_Selected passage_.
Overcoming Common Issues with IDPs

Overcoming Common Issues with IDPs

Charles Goretsky Charles Goretsky
17 minute read

Employee development has long been demonstrated to add value to both business and talent outcomes—as a constructive driver of critical corporate capabilities and employee engagement as well as retention. While the processes for training, upskilling, and guiding employee development are well-established and widely assumed to be effectively practiced, much concern exists among leaders and experts regarding the true state of these efforts. Addressing common issues with individual development plans (IDPs) falls into the list of such concerns, as they are designed to provide structure and drive continued growth and enhancement of critical employee skills and capabilities.  

As the skill sets of each performer can vary (based on previous education, training, and experience), the traditional focus on IDPs is a natural consideration for learning professionals. They are designed to create a roadmap for employees to enhance their skill sets (and performance) in both the current role and (fit for) potential future roles that match their aspirations and accumulated capabilities.  

Industry research suggests that the IDP is falling short of its potential due to many factors related to its deployment and the company’s learning and development culture, processes, and available resources. For example, one study found that 53% of organizations are not aligning employee IDPs with formal career paths, creating a significant barrier to career development for their staff. As will be seen, many companies fail to leverage this individually tailored tool effectively and thus suffer from employee turnover, dissatisfaction, and lower productivity. Creating a more effective IDP ecosystem that overcomes common issues with IDPs is thus a priority for organizations across industries and organization types.

Defining an individual development plan (IDP)

An individual development plan is a documented plan of action tailored to a specific employee’s professional growth needs. It is designed to capture a pact between an employee and their manager regarding the training and development activities they will undertake to a) fill skill gaps related to their current job and b) prepare them for potential future roles.  

Traditionally completed as part of an annual performance evaluation process, leading practice now calls for companies to manage it as a formal and separate process between managers and their subordinates. Under either scenario, it captures both the employee’s and manager’s assessment of knowledge and skill development opportunities to be addressed in the coming year, the learning program and development experiences they are to engage in to address those gaps, and specific timeframes and measurables that will serve as completion goals. The plan should also consider an employee’s logical or aspirational next-step advancement roles and address those future skill gaps with additional development actions. As will be demonstrated, establishing both a solid process and supporting ecosystem are critical to avoiding common issues with IDPs.

_Listed records_.
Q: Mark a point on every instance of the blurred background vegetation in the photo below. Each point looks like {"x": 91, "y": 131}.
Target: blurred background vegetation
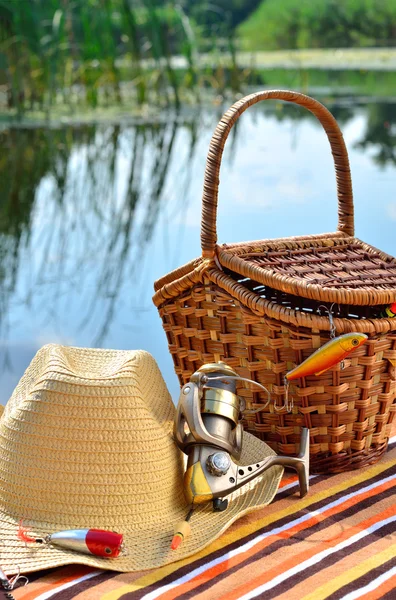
{"x": 75, "y": 53}
{"x": 106, "y": 112}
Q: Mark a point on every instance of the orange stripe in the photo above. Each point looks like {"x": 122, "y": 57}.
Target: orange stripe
{"x": 381, "y": 590}
{"x": 302, "y": 556}
{"x": 236, "y": 560}
{"x": 37, "y": 588}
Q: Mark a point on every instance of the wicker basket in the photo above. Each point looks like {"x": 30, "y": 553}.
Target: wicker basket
{"x": 258, "y": 306}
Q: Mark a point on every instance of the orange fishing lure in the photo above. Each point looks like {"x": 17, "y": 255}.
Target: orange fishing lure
{"x": 327, "y": 356}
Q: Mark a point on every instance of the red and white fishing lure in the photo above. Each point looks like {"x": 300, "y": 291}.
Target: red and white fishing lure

_Your objective_.
Continue the article on overcoming common issues with IDPs, picking up after its final sentence.

_Right answer_.
The importance of IDPs 

Despite the well-established rationale for IDPs—personalized growth planning with built-in accountabilities—its current use in organizations is surprisingly limited. Research demonstrates that only 61% of organizations use them to define and drive continued employee development activity. In the face of overwhelming evidence of the value of offering and reinforcing the need for ongoing capability development (to the organization and employees), the lack of corporate support and resourcing is a surprise. The adoption rate of this effective tool is one of the most common issues with IDPs, and the lack of their use leads to more impactful negative talent outcomes.

For example, not only does professional development serve as a source of satisfaction for 58% of surveyed employees, but the lack of it results in a higher likelihood of turnover. In one study, the majority (77%) of employees reported that their willingness to stay with their current employer was based upon improved L&D offerings, and 38% said that they planned on leaving for a company with better programs. Similarly, 74% of employees reported a higher likelihood of taking employment elsewhere if another company offered better educational or career opportunities. Yet another found that a lack of access to development opportunities resulted in 41% of employees being more likely to report a plan to quit.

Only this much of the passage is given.